_DOCUMENT:_
(begin)
Other allowed identifiers are np (Numpy) and scipy, in addition to anything specified in the names parameter.

get_subset(idx)

Get a subset of this dataset.

Parameters:

idx (array of bools) – The subset of samples to keep.

Returns:

pybdt.ml.Dataset.

property livetime

The livetime of this DataSet (or -1 if never specified).

property n_events

The number of rows in this DataSet.

property n_features

The number of columns in this DataSet.

property names

The names of the features stored by this DataSet.

to_dict()

Get a dictionary with all data from the DataSet.

class pybdt.ml.ErrorPruner(strength=None, _=None)

Bases: Pruner

Prune trees by eliminating the nodes which least improve the estimated error.

Warning

As of this writing, this pruning method is not yet well-tested and should be considered unsupported.

node_error(node)

The expected error of this node (affected by strength parameter).

Parameters:

node (DTNode.) – The node.

property strength

The pruning strength.

Once the pruning sequence is computed, this is the percentage (0-100) of the prune operations which are actually executed.
(end)
_INSTRUCTIONS:_
1. According to the pybdt reference, why should the ErrorPruner pruning method be treated as unsupported? Answer in one to three sentences.
2. In the pybdt reference, what value does the livetime property give when no livetime was ever specified?
3. Quote the pybdt reference from "Bases: Pruner" to "node_error(node)".
Rely only on the pybdt reference for your answers.

Stored records:
(begin)
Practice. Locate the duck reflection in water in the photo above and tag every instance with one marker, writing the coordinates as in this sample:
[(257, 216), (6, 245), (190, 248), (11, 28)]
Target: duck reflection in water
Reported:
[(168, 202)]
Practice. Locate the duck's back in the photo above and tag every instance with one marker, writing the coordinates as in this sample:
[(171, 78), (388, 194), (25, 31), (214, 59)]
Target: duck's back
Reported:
(end)
_EXPECTED OUTPUTS:_
1. The ErrorPruner pruning method should be treated as unsupported because it is not yet well-tested.

2. It gives -1.

3.
Bases: Pruner

Prune trees by eliminating the nodes which least improve the estimated error.

Warning

As of this writing, this pruning method is not yet well-tested and should be considered unsupported.

node_error(node)